Exercise directions:
Please retype the listing below without a single change.

· · · ·

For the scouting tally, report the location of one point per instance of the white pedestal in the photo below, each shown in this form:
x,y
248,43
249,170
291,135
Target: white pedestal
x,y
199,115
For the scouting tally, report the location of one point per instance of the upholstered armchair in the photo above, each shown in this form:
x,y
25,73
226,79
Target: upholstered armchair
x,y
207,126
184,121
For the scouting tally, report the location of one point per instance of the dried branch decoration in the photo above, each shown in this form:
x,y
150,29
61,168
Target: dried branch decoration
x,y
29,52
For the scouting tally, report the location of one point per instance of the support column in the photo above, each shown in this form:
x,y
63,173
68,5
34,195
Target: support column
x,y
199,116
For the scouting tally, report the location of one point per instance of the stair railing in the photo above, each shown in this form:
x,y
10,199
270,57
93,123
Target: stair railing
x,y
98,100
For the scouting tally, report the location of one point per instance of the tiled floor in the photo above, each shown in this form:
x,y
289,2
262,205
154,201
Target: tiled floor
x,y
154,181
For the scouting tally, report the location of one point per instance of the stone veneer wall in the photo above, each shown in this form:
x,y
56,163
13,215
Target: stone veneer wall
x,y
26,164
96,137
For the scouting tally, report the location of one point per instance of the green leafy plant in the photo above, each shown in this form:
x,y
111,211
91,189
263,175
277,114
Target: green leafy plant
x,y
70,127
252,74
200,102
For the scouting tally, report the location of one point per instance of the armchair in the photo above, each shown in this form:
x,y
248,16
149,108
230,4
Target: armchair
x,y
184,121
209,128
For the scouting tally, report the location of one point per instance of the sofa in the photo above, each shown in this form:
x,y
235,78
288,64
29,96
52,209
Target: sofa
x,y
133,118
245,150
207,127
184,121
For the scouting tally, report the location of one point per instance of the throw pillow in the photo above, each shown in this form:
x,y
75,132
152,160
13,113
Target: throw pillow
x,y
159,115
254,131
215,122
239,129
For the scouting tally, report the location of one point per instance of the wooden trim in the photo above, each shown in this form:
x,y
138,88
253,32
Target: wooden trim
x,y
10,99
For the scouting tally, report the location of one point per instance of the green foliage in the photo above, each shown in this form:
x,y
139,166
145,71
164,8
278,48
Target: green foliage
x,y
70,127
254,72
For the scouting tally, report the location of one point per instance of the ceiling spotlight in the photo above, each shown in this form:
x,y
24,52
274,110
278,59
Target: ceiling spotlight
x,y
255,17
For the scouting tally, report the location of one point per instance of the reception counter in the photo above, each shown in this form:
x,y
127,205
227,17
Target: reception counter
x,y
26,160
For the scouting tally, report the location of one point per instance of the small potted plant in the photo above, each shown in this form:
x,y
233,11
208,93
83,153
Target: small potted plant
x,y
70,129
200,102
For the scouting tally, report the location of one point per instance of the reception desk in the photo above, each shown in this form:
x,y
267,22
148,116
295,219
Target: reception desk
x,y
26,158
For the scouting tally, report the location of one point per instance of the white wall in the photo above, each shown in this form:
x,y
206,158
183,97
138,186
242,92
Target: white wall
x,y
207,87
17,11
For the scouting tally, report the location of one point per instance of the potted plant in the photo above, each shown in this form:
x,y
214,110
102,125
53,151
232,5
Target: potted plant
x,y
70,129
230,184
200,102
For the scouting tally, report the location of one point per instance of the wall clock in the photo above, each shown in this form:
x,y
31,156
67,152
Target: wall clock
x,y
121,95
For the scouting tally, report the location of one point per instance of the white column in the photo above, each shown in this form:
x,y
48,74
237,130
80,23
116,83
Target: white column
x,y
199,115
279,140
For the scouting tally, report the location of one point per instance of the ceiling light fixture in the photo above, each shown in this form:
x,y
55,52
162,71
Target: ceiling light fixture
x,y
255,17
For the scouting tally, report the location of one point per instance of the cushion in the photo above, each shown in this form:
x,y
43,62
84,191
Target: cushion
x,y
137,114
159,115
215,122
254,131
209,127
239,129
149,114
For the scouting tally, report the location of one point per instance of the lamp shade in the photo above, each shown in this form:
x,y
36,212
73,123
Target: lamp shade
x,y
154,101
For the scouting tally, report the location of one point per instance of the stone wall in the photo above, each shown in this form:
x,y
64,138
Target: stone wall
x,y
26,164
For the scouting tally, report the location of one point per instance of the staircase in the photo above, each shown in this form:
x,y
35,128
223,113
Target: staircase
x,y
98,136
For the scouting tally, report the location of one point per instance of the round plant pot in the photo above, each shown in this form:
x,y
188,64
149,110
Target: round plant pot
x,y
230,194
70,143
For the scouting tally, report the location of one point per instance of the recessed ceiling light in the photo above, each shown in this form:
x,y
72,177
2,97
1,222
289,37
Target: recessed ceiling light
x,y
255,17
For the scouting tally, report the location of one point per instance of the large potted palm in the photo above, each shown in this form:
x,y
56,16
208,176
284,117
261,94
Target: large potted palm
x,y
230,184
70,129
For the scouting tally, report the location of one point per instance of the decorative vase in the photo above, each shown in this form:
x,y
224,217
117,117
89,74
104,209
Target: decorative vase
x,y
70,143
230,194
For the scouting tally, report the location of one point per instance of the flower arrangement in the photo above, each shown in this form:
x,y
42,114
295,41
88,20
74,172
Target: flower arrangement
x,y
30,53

· · · ·

Solution to the problem:
For the scouting tally, report the location of one point per instance of the white pedestal in the photo below, each shown in this form:
x,y
248,43
249,170
291,135
Target: white pedestal
x,y
199,115
For the scouting tally, report the location of one point per instance of the upholstered armchair in the photo above, each shown in this form:
x,y
25,73
226,79
Target: upholstered armchair
x,y
207,126
184,121
For the scouting tally, report the location of one point per instance of the dried branch decoration in the photo above, each shown in this form:
x,y
150,29
61,168
Target: dried branch decoration
x,y
29,52
For the scouting tally, report the location of one point per instance of the support column in the photo above, each shown in this form:
x,y
63,173
68,5
34,195
Target: support column
x,y
199,116
For the scouting tally, report the location of one point per instance of the stair railing in the photo above, each shown in this form:
x,y
10,199
270,57
93,123
Target: stair railing
x,y
98,100
For the scouting tally, report the location of one point per instance of the tiled floor in the photo above, each shown in this form:
x,y
289,2
262,205
154,201
Target: tiled floor
x,y
154,181
For the scouting tally, report the location of one point per instance of the stone veneer wall in the photo above, each shown in this form:
x,y
56,163
13,215
Target: stone veneer wall
x,y
26,164
96,137
For the scouting tally, report the location of one point per instance of the green leafy plant in the photo above, each shown in this form:
x,y
111,211
91,189
263,175
277,114
Target: green leafy plant
x,y
70,127
252,74
200,102
For the scouting tally, report the location of one point per instance of the armchair in the photo above, each shown in this form:
x,y
248,16
149,108
230,4
Target: armchair
x,y
184,121
209,128
For the scouting tally, report the location of one point per instance of the sofa in the photo above, each shown in this form:
x,y
235,78
288,64
29,96
52,209
Target: sofa
x,y
133,118
245,150
207,127
184,121
For the scouting tally, report the location of one point per instance of the throw pillow in the photo above, each shown in this form:
x,y
75,132
152,160
13,113
Target: throw pillow
x,y
159,115
254,131
215,122
239,129
For the scouting tally, report the location of one point per instance of the wooden trim in the photo above, each shown in this form:
x,y
138,88
253,32
Target: wooden trim
x,y
10,99
For the scouting tally, report the location of one point per instance of the green foliage in the photo above, each shown in this form:
x,y
139,166
145,71
164,8
278,48
Target: green foliage
x,y
70,127
254,72
For the scouting tally, report the location of one point per instance of the ceiling spotlight in the photo above, each shown in this form:
x,y
24,52
274,110
278,59
Target: ceiling spotlight
x,y
255,17
For the scouting tally, report the location of one point per instance of the reception counter in the photo above, each shown in this form:
x,y
127,205
227,17
Target: reception counter
x,y
26,160
For the scouting tally, report the location of one point per instance of the small potted plant in the photo above, each shown in this form:
x,y
233,11
208,93
83,153
Target: small potted plant
x,y
70,129
200,102
For the scouting tally, report the location of one point per instance of the reception desk in the photo above, each shown in this form:
x,y
267,22
148,116
295,219
Target: reception desk
x,y
26,158
For the scouting tally, report the location of one point per instance of the white wall in the photo above, each shown in this form:
x,y
206,158
183,97
138,186
242,92
Target: white wall
x,y
207,87
17,11
For the scouting tally, report the location of one point per instance of the potted plant in the photo above, each shown in this form:
x,y
214,110
102,125
53,151
232,5
Target: potted plant
x,y
70,129
230,184
200,102
For the scouting tally, report the location of one point per instance of the wall clock in the photo above, each shown in this form:
x,y
31,156
67,152
Target: wall clock
x,y
121,95
For the scouting tally, report the location of one point per instance of the white column in the photo above, each shown in this form:
x,y
48,74
237,130
80,23
116,83
Target: white column
x,y
199,115
279,140
For the scouting tally, report the location of one point per instance of the ceiling light fixture in the photo above, each shown in this form:
x,y
55,52
162,71
Target: ceiling light fixture
x,y
255,17
For the scouting tally, report the location of one point per instance of the cushion in the photo above, each shown in this form:
x,y
43,62
84,191
Target: cushion
x,y
137,114
159,115
215,122
254,131
209,127
239,129
149,114
For the scouting tally, report the location of one point per instance of the lamp shade in the photo above, each shown in this form:
x,y
36,212
73,123
Target: lamp shade
x,y
154,101
For the scouting tally, report the location of one point per instance of the stone wall in the photo above, each shown in this form:
x,y
64,138
Target: stone wall
x,y
26,164
For the scouting tally, report the location of one point per instance of the staircase in the photo above, each shown in this form:
x,y
35,128
223,113
Target: staircase
x,y
98,136
For the scouting tally, report the location of one point per instance of the round plant pot in the photo above, each shown in this form:
x,y
188,64
149,110
Target: round plant pot
x,y
230,194
70,143
For the scouting tally, report the location of one point per instance of the recessed ceiling light in the photo above, each shown in this form:
x,y
72,177
2,97
1,222
289,37
Target: recessed ceiling light
x,y
255,17
For the scouting tally, report the location of one point per instance of the large potted palm in the photo above, each shown in this form:
x,y
56,16
208,176
284,117
261,94
Target: large potted palm
x,y
230,184
70,129
For the scouting tally, report the location of one point per instance of the decorative vase in the photo above, each shown in this form:
x,y
224,217
117,117
89,74
104,209
Target: decorative vase
x,y
70,143
230,194
For the scouting tally, report the location of one point per instance of the flower arrangement in the photo above, each shown in this form:
x,y
42,114
295,41
88,20
74,172
Target: flower arrangement
x,y
30,53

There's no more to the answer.